Work required
Reproduce every one of the entries below word for word, leaving out the pictures.

======== Data supplied ========

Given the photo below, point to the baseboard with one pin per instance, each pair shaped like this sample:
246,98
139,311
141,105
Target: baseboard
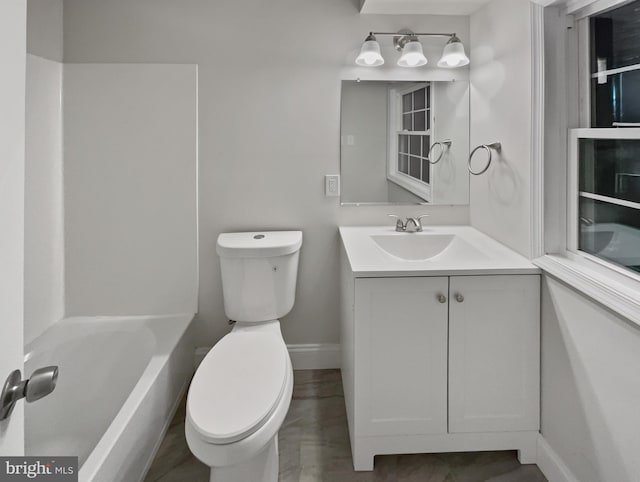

========

Result of the exercise
Given the photo below, point to the baseboard with one pin per instance, each pair shaped like this sample:
246,98
139,311
141,105
Target: baseboard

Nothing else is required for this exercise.